Object-oriented and cognitive detection and characterisation of landslides
Tapas R. Martha1,2 and Norman Kerle1
1
Faculty of Geoinformation Science and Earth Observation (ITC), Department of Earth Systems Analysis
(ESA), Twente University, P.O. Box 6, 7500AA Enschede, the Netherlands, *****@***.**
2
National Remote Sensing Centre (NRSC), Indian Space Research Organisation (ISRO), Hyderabad
500625, India - ******@***.**
Abstract
Geoinformatics tools and methods have proved to be of great value in disaster risk management,
with remote sensing allowing comprehensive, accurate and timely acquisition of information on
hazard processes, elements at risk or consequences of a hazardous event, which can be analysed
or integrated with auxiliary information. Landslides are one of those phenomena where
geoinformatics developments have opened up new ways to monitor potential or ongoing slides, but
also to build inventories of previous mass movements as the basis for hazard and thus risk
assessment. This constitutes a valuable tool for a hazard type that led to more than 400 fatal
disasters worldwide in 2008 that in total killed over 32,000 people, and often is the only method
that allows rapid and timely landslide mapping in mountainous areas. Several recent disaster
events, such as the earthquakes in China (2008) or Haiti (2010), led to hundreds or even
thousands of slides, traces of which often start to disappear before field-based mapping is
possible, leaving remote sensing data as the only suitable mapping basis.
In the past such mapping was primarily done by visual analysis of aerial photos or,
increasingly, satellite imagery, and a number of automatic methods have been developed.
However, until recently only pixel-based methods, primarily employing different classification or
change detection techniques, were developed (e.g. Mantovani et al., 1996, Nichol and Wong,
2005). Those are beginning to be replaced with approaches based on objects or segments.
Object-oriented analysis (OOA) is inherently more suitable, as it can address the phenomena
studied, landslides in this case, as what they are objects, not pixels that have spectral, spatial
and contextual characteristics (Dragut and Blaschke, 2006). They thus allow limitations of pixel-
based methods, which are largely restricted to using spectral and texture information, to be
overcome. Past landslide characterisations have identified a number of different landslide types
and defined them, for example in terms of source material type, run-out length, failure plane
curvature or crown shape (Moine et al., 2009, Martha et al., 2010). Potentially any of these
characteristics can be employed in OOA, provided suitable data needed to calculate those
parameters are available (McDermid and Franklin, 1994).

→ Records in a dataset
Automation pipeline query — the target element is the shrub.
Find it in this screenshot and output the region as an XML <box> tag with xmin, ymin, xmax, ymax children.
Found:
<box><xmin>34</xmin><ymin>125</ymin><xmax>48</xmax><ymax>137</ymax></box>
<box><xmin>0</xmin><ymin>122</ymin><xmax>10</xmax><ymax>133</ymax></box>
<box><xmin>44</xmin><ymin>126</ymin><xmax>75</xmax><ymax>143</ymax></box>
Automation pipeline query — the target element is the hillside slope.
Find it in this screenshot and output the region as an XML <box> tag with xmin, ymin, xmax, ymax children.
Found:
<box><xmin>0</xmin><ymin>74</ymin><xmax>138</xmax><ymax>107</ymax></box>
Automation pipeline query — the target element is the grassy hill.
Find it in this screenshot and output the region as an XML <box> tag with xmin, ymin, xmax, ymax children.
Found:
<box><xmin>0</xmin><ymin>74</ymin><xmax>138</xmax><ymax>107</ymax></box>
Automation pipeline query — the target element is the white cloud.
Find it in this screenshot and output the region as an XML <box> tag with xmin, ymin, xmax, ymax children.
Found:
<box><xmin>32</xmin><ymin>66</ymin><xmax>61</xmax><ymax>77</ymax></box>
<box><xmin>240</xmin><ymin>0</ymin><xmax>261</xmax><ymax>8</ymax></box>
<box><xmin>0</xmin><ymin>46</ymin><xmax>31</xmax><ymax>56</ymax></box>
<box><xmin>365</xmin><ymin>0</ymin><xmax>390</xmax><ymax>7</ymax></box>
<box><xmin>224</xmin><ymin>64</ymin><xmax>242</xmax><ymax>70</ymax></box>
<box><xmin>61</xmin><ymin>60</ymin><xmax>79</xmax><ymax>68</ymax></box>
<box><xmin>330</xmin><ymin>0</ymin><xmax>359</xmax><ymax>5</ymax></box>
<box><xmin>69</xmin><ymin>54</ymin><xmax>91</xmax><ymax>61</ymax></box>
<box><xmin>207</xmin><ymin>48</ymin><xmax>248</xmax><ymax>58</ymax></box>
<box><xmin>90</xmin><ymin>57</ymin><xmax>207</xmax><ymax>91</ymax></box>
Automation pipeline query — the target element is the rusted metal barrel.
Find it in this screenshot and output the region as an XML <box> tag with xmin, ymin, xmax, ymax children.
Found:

→ TASK REQUIREMENTS
Decide whether each statement agrees with the abstract on landslide detection, answering yes or no and quoting the words that decide it: (a) landslides caused more than 400 fatal disasters worldwide in 2008; (b) object-oriented analysis is less suitable than pixel-based methods; (c) the earthquakes in China and Haiti happened in the same year. Rely only on the abstract on landslide detection.

→ WRITTEN SOLUTION
(a) Yes: "led to more than 400 fatal disasters worldwide in 2008"
(b) No: "Object-oriented analysis (OOA) is inherently more suitable"
(c) No: "such as the earthquakes in China (2008) or Haiti (2010)"